* **STATED TASK**: Copy the stretch from the line containing "If you could segment every instance of the **navy" through the line containing "340 173 L 340", swapping "navy blue t-shirt" for "gray hooded sweatshirt" and changing nothing else.
** START EXERCISE MATERIALS **
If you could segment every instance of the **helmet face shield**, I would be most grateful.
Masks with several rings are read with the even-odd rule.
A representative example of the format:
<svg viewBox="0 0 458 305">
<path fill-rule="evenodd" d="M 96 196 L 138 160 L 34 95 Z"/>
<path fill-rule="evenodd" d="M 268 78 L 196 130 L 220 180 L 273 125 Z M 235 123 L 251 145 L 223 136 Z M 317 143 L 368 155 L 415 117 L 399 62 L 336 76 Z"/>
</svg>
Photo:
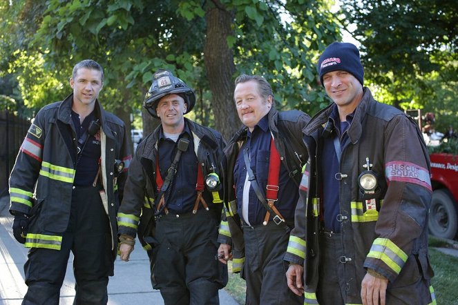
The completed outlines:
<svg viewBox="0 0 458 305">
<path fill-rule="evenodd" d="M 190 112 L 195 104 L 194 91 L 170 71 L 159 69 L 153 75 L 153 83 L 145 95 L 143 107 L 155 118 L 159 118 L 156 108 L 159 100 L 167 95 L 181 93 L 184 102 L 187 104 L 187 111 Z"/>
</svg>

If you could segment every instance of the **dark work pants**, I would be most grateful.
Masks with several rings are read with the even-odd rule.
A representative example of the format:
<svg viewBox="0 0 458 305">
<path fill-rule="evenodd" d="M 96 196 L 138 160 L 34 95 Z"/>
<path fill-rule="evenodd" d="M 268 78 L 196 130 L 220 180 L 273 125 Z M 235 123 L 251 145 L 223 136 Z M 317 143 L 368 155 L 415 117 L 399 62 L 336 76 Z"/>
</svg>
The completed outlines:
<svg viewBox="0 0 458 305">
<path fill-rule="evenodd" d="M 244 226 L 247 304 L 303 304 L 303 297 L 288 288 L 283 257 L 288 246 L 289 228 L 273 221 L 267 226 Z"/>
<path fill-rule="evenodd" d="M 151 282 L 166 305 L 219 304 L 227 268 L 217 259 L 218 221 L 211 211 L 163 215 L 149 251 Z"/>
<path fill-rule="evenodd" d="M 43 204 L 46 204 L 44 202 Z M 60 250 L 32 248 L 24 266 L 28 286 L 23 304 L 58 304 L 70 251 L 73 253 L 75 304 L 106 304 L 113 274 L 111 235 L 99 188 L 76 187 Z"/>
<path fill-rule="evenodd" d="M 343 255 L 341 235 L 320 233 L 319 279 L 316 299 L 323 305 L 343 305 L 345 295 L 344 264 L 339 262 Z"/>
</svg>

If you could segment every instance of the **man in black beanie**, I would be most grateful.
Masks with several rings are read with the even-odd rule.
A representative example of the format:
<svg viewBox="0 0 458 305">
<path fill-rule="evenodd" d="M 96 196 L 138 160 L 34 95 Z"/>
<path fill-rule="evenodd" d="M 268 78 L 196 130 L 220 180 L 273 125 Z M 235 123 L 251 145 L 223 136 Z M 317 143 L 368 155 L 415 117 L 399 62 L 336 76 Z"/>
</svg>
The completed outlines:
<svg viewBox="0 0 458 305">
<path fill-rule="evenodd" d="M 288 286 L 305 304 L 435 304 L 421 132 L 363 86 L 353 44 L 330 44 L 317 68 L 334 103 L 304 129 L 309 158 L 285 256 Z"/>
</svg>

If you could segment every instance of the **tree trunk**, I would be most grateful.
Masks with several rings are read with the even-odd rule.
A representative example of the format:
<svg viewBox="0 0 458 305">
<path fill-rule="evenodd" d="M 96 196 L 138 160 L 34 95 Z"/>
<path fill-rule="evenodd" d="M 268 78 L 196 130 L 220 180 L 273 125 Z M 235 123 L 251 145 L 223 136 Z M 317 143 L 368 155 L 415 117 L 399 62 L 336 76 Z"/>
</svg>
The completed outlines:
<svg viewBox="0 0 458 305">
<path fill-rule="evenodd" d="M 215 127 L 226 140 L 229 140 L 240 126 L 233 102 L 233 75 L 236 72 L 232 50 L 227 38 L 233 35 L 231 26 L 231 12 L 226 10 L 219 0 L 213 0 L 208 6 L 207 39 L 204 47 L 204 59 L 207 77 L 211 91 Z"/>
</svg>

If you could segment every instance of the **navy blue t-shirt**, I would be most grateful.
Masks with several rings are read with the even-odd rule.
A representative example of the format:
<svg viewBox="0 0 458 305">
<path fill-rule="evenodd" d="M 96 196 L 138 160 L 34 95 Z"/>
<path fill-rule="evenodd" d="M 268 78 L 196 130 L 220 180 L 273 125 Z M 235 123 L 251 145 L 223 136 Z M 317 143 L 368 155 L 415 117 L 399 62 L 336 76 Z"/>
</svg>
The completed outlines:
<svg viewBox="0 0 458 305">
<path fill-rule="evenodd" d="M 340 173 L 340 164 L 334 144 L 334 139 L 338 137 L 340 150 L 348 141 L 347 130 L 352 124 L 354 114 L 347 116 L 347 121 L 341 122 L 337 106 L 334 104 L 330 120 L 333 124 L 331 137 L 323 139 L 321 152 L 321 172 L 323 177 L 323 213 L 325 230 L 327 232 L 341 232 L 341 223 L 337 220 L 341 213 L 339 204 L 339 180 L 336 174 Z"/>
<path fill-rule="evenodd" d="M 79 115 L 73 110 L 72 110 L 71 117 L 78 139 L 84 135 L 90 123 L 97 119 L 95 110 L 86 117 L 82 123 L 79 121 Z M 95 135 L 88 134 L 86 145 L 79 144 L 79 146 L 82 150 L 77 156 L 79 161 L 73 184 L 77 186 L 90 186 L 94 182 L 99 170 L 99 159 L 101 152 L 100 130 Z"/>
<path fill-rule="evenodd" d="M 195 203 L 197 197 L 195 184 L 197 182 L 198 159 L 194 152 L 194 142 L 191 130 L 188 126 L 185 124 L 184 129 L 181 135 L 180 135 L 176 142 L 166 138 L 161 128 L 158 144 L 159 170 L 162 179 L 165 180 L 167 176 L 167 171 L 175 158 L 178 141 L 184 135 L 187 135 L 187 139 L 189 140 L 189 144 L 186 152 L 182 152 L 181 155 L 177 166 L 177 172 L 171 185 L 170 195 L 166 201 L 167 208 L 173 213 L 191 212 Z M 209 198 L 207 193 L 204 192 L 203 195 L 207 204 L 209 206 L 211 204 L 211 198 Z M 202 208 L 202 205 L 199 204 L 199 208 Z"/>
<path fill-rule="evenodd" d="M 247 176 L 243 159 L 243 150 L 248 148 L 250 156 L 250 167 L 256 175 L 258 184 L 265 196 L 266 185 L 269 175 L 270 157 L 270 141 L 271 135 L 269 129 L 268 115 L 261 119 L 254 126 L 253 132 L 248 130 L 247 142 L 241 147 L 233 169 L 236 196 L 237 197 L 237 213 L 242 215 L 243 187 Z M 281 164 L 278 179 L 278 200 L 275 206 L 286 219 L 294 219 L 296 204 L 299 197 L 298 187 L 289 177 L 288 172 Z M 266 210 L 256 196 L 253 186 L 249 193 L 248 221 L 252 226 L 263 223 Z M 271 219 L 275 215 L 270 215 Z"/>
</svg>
** END EXERCISE MATERIALS **
* **SOLVED PROBLEM**:
If you could segment every instance of the **gray hooded sweatshirt**, I would be most grateful.
Masks with several rings are read with the even-odd rule.
A representative example of the format:
<svg viewBox="0 0 458 305">
<path fill-rule="evenodd" d="M 96 196 L 138 160 L 34 95 Z"/>
<path fill-rule="evenodd" d="M 268 78 L 196 130 L 220 180 L 273 125 Z M 235 123 L 251 145 L 223 136 Z M 317 143 L 368 155 L 415 117 L 399 62 L 336 76 Z"/>
</svg>
The completed outlines:
<svg viewBox="0 0 458 305">
<path fill-rule="evenodd" d="M 340 173 L 340 164 L 334 144 L 334 139 L 338 137 L 340 150 L 348 141 L 347 130 L 352 124 L 354 114 L 347 116 L 347 121 L 341 122 L 337 106 L 334 104 L 330 120 L 333 124 L 331 137 L 323 139 L 321 152 L 321 172 L 323 177 L 323 213 L 325 230 L 327 232 L 341 232 L 341 223 L 337 220 L 341 213 L 339 204 L 339 180 L 336 174 Z"/>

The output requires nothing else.